[Data records]

+===+

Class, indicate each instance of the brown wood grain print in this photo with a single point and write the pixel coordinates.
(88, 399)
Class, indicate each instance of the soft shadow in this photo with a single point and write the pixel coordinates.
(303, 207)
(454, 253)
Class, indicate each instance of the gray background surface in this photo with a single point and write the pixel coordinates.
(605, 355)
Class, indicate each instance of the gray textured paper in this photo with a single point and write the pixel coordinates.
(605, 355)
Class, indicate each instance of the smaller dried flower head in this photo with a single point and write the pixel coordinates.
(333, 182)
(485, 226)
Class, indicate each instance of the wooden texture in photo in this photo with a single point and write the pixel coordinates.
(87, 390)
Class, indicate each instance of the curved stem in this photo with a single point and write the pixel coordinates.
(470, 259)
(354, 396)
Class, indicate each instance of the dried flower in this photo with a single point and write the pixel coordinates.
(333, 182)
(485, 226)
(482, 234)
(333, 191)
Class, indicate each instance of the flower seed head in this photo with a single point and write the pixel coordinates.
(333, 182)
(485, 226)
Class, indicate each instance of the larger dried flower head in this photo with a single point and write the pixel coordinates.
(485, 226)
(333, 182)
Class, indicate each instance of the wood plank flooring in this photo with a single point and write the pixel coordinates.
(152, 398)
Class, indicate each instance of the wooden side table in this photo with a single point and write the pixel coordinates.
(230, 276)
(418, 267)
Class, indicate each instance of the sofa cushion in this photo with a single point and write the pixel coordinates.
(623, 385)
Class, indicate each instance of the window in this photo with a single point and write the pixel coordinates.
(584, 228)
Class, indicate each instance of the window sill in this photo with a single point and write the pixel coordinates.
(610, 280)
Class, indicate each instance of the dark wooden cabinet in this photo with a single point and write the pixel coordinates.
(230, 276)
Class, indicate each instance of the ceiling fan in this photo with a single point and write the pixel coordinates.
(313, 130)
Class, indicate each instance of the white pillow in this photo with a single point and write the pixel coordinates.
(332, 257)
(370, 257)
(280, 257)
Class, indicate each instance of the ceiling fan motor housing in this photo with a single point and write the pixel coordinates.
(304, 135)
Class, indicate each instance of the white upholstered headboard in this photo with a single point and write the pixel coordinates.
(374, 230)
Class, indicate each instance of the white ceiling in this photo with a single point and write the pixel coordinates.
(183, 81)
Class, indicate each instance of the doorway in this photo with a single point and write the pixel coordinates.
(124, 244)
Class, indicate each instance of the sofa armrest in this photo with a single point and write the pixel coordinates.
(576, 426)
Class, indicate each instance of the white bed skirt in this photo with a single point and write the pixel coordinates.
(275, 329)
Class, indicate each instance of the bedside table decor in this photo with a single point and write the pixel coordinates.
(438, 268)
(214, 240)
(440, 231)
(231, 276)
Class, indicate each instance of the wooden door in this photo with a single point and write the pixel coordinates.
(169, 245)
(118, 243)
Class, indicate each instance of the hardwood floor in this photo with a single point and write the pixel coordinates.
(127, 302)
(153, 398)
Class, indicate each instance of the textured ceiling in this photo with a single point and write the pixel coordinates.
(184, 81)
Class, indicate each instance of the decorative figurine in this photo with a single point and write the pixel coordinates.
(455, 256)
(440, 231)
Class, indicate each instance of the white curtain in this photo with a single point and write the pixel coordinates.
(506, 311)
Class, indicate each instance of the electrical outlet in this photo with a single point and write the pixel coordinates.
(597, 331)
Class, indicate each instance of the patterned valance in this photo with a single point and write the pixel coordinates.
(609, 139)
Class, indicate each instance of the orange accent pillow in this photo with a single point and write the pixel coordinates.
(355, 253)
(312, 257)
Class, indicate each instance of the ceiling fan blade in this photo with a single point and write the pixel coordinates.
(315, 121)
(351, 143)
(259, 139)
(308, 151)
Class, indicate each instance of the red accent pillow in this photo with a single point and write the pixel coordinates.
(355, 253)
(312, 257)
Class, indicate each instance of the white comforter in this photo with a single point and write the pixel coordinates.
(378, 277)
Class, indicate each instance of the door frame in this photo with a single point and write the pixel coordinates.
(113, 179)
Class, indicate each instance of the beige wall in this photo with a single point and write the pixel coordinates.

+===+

• [WORK TO DO]: Render every row above as a Markdown table with two columns, Number and Line, and skip any blank lines.

• [REPLY TO THE EXERCISE]:
| Number | Line |
|---|---|
| 1 | Class, indicate each instance of the brown wood grain print in this photo with a single point and write the pixel coordinates. |
| 2 | (88, 399) |
| 3 | Class, indicate each instance of the soft shadow in this photo with a single point and write the pixel coordinates. |
| 4 | (303, 207) |
| 5 | (454, 253) |
| 6 | Class, indicate each instance of the gray background surface in this photo with a single point and write the pixel coordinates. |
| 7 | (605, 355) |
| 8 | Class, indicate each instance of the gray textured paper in this photo with a single point and write the pixel coordinates. |
| 9 | (605, 355) |
| 10 | Class, indicate each instance of the smaller dried flower head in this photo with a single point and write the pixel coordinates. |
| 11 | (333, 182) |
| 12 | (485, 226) |
| 13 | Class, indicate each instance of the wooden texture in photo in this photo with a single point and write the pixel coordinates. |
| 14 | (87, 390) |
| 15 | Class, indicate each instance of the curved stem in this photo with a single point and write the pixel coordinates. |
| 16 | (470, 259) |
| 17 | (354, 396) |
| 18 | Class, indicate each instance of the dried flower in this photo with a single point and write the pixel coordinates. |
| 19 | (333, 182) |
| 20 | (485, 226) |
| 21 | (482, 234) |
| 22 | (333, 191) |
| 23 | Class, indicate each instance of the flower seed head in this photo with a single point and write the pixel coordinates. |
| 24 | (333, 182) |
| 25 | (485, 226) |
| 26 | Class, indicate each instance of the larger dried flower head in this photo with a single point and write the pixel coordinates. |
| 27 | (485, 226) |
| 28 | (333, 182) |
| 29 | Class, indicate each instance of the wood plank flooring in this photo with a single point and write the pixel coordinates. |
| 30 | (152, 398) |
| 31 | Class, indicate each instance of the wooden side table in this photo with a single point and write the pixel coordinates. |
| 32 | (230, 276) |
| 33 | (418, 267) |
| 34 | Class, indicate each instance of the sofa cushion in this photo with a single point and write the pixel coordinates. |
| 35 | (623, 385) |
| 36 | Class, indicate each instance of the window in this photo with a single point and write the pixel coordinates. |
| 37 | (584, 228) |
| 38 | Class, indicate each instance of the window sill in this photo with a single point and write the pixel coordinates. |
| 39 | (610, 280) |
| 40 | Class, indicate each instance of the dark wooden cabinet in this photo with a single point and write the pixel coordinates. |
| 41 | (230, 276) |
| 42 | Class, indicate each instance of the ceiling fan in this photo with a single point and write the pixel coordinates. |
| 43 | (313, 130) |
| 44 | Class, indicate each instance of the white pillow in this photo with a single point and write the pixel coordinates. |
| 45 | (332, 257) |
| 46 | (370, 257) |
| 47 | (280, 257) |
| 48 | Class, indicate each instance of the ceiling fan motor housing in this photo with a single point and write the pixel coordinates. |
| 49 | (304, 135) |
| 50 | Class, indicate each instance of the white upholstered headboard in this photo with a single point and write the pixel coordinates. |
| 51 | (374, 230) |
| 52 | Class, indicate each instance of the white ceiling in this photo with a single point and write the pixel coordinates. |
| 53 | (183, 81) |
| 54 | Class, indicate each instance of the doorway in this photo with a single point and write the pixel coordinates. |
| 55 | (124, 244) |
| 56 | Class, indicate each instance of the sofa armrest in this photo with a single point and write the pixel coordinates. |
| 57 | (576, 426) |
| 58 | Class, indicate each instance of the white bed skirt in this photo with a single point and write the pixel coordinates. |
| 59 | (275, 329) |
| 60 | Class, indicate each instance of the bedside table decor in this photo with a single point and write the pixel coordinates. |
| 61 | (438, 268) |
| 62 | (214, 240) |
| 63 | (440, 231) |
| 64 | (231, 276) |
| 65 | Class, indicate each instance of the wooden door in this photo with a single point and write the pixel coordinates. |
| 66 | (169, 245) |
| 67 | (118, 243) |
| 68 | Class, indicate each instance of the hardwood floor in this photo with a single point and write the pixel coordinates. |
| 69 | (127, 302) |
| 70 | (153, 398) |
| 71 | Class, indicate each instance of the textured ceiling in this photo with a single point and write the pixel coordinates. |
| 72 | (184, 81) |
| 73 | Class, indicate each instance of the decorative figurine in this photo with a single point and write the pixel coordinates. |
| 74 | (455, 256) |
| 75 | (440, 231) |
| 76 | Class, indicate each instance of the white curtain in this photo with a single point and write the pixel coordinates. |
| 77 | (506, 311) |
| 78 | Class, indicate each instance of the electrical outlet in this photo with a single point and write the pixel coordinates. |
| 79 | (597, 331) |
| 80 | Class, indicate each instance of the patterned valance in this photo with a single point and write the pixel coordinates. |
| 81 | (609, 139) |
| 82 | Class, indicate each instance of the orange accent pillow in this photo with a single point and write the pixel coordinates. |
| 83 | (355, 253) |
| 84 | (312, 257) |
| 85 | Class, indicate each instance of the ceiling fan blade in this photo with a single point and write the pixel coordinates. |
| 86 | (315, 121) |
| 87 | (351, 143) |
| 88 | (259, 139) |
| 89 | (308, 151) |
| 90 | Class, indicate each instance of the red accent pillow in this photo with a single point and write the pixel coordinates. |
| 91 | (355, 253) |
| 92 | (312, 257) |
| 93 | Class, indicate each instance of the white comforter in this photo with a single point and write the pixel coordinates. |
| 94 | (378, 277) |
| 95 | Class, indicate each instance of the door frame in this photo with a single point and write the pixel coordinates. |
| 96 | (113, 179) |
| 97 | Class, indicate each instance of the beige wall in this photo with a single point and write the pixel coordinates. |